YOUR GOAL:
Your task is to copy the material exactly.

______

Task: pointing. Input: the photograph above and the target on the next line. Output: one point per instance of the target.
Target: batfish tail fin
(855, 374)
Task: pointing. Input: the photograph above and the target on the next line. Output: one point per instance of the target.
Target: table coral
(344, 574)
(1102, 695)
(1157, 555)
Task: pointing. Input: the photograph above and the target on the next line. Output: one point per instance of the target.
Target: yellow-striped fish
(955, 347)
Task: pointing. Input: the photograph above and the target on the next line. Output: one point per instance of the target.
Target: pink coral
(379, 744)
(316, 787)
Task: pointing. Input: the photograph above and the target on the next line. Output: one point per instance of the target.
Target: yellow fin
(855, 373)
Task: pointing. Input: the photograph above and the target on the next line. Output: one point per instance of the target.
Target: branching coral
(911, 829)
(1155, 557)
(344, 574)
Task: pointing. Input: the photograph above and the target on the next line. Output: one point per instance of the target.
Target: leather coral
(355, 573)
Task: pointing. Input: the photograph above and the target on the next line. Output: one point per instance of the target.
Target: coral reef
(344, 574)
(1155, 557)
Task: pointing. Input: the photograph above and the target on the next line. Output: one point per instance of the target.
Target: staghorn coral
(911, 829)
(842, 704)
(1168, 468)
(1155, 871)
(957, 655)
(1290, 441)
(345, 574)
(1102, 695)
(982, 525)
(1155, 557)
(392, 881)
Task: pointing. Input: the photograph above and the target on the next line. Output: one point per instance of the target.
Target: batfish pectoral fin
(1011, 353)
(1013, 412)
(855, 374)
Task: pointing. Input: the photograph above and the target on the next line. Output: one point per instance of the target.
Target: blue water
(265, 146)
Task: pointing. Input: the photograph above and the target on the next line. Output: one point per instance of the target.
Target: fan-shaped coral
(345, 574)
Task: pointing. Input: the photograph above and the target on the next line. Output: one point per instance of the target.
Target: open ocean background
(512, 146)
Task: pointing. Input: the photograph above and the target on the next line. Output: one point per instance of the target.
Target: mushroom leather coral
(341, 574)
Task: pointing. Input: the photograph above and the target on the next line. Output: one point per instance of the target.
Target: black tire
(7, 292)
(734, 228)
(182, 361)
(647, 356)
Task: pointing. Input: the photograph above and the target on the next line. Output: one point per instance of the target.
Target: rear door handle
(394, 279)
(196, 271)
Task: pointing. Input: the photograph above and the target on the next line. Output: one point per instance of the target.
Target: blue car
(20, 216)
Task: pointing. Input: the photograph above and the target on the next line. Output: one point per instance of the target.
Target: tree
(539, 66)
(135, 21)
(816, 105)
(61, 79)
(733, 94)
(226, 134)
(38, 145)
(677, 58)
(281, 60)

______

FINISHED TASK:
Task: pointing. Input: the photograph above and the target on the next line. Output: one point per instance of the target.
Target: batfish tail fin
(855, 374)
Task: pointing. Input: the photograph above and the target on the next line. Output: one point per instance of the target.
Target: table coral
(344, 574)
(1102, 695)
(1157, 555)
Task: pointing. Input: the photograph above and the target on the next line. Output: one point per instance of the target.
Target: yellow-striped fish
(955, 347)
Task: pointing. Input: the photograph above and the target on the next line. Output: one point per instance of the target.
Target: pink coral
(379, 744)
(316, 787)
Task: pointing. Input: the photograph above and the target on the next line. Output: one point per instance of the target.
Target: yellow fin
(855, 373)
Task: pointing. Input: the photograph above and the target on the next line. Output: one point per instance of the target.
Target: branching coral
(911, 829)
(1155, 557)
(344, 574)
Task: pointing. Input: the photograph above and the target on the next line. Output: one point per instance of the target.
Target: leather coral
(355, 573)
Task: pointing. Input: the photograph above and the target on the next line. Output: one point per instance of the target.
Target: coral reef
(344, 574)
(1155, 557)
Task: pointing. Input: the photograph above and the target on the next line. Output: one point per instance of the target.
Target: staghorn coral
(911, 829)
(842, 704)
(1168, 468)
(1155, 871)
(957, 655)
(1290, 441)
(345, 574)
(1102, 695)
(982, 525)
(1155, 557)
(392, 881)
Task: pointing. Input: the photograph above and the target on the next line. Output: one point per instance of the target.
Target: batfish pectoral fin
(1011, 353)
(1013, 412)
(855, 374)
Task: pointing. Input: the photograph above and the target on the next line. Output: one point per instance of the target.
Target: blue water
(265, 146)
Task: pointing. Input: the photograph above and the target on the next line. Output: one point per instance of the target.
Target: fan-shaped coral
(345, 574)
Task: pointing. Input: the photograph above and the target on the next line. Output: one point per instance of the target.
Target: open ocean background
(512, 146)
Task: pointing. Input: the photograph above and the target on the next line. Output: one point per instance of the target.
Target: mushroom leather coral
(341, 574)
Task: pointing. Input: the photograph above and the target on the next line. Output: one point per instance of the target.
Target: black tire
(7, 292)
(734, 228)
(182, 361)
(647, 356)
Task: pointing. Input: the photograph above and the target on the next line. Output: one point per instance of the target.
Target: rear door handle
(394, 279)
(196, 271)
Task: pointing. Input: the photograph above and the target on the next line. Output: one point per instance of the target.
Target: blue car
(20, 216)
Task: pointing. Input: the photograph above and the target on the next line. Output: one point per instance of the target.
Target: tree
(539, 66)
(135, 21)
(816, 105)
(61, 79)
(733, 94)
(226, 134)
(38, 145)
(677, 58)
(281, 60)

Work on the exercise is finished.